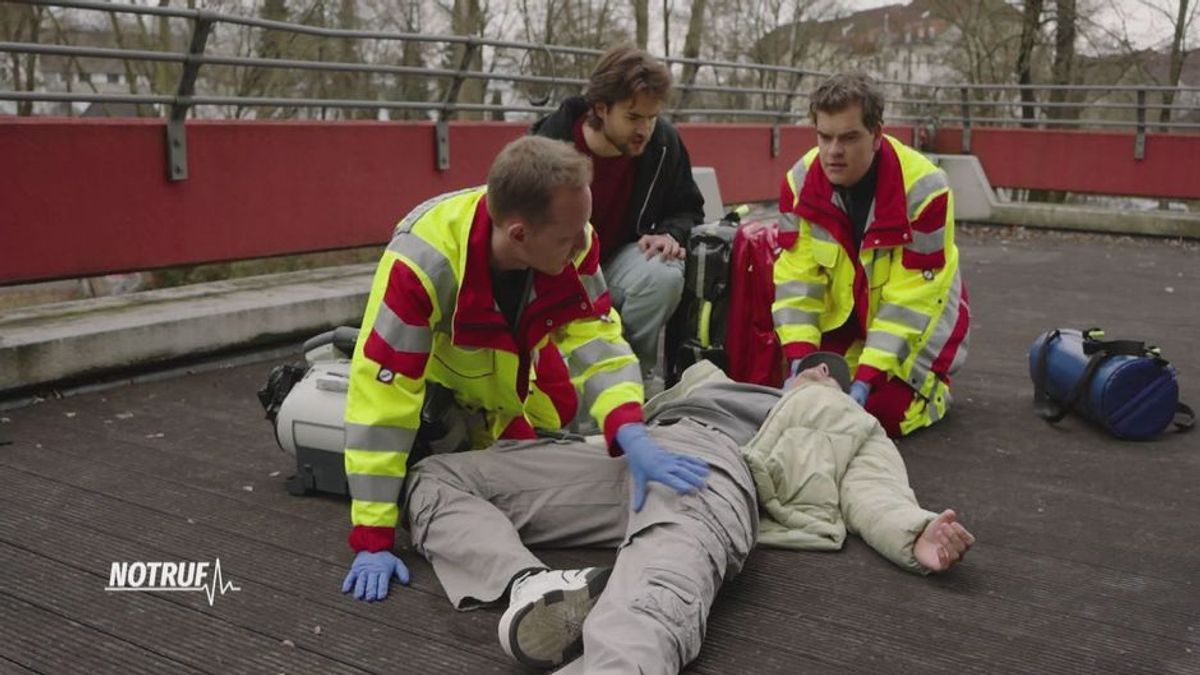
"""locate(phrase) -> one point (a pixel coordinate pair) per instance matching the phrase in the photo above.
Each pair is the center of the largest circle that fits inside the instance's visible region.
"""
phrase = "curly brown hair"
(623, 72)
(843, 90)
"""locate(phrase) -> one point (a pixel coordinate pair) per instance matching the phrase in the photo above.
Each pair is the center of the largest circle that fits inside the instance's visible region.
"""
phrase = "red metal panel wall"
(85, 197)
(1099, 162)
(82, 197)
(742, 155)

TASK DESCRIPTION ▸
From the first line to the last, output the records exactly without pictures.

ANSWER TO THIS PROBLEM ▸
"""locate(phrase) -> one point (a pixel coordinate pair) per instance matching the phrase in the photo above.
Each pair is the center of the largest circle that fits inside the instance's visible region.
"""
phrase = "curly brown hair"
(623, 72)
(843, 90)
"""locate(phrase) -> one point (a pixel coordinate pair) per instance matching the phrase in the photo above.
Each pair is the center of the largest circle that fits inside the instance's visible region.
"""
phrase = "red metal panel wall"
(85, 197)
(1099, 162)
(82, 197)
(742, 155)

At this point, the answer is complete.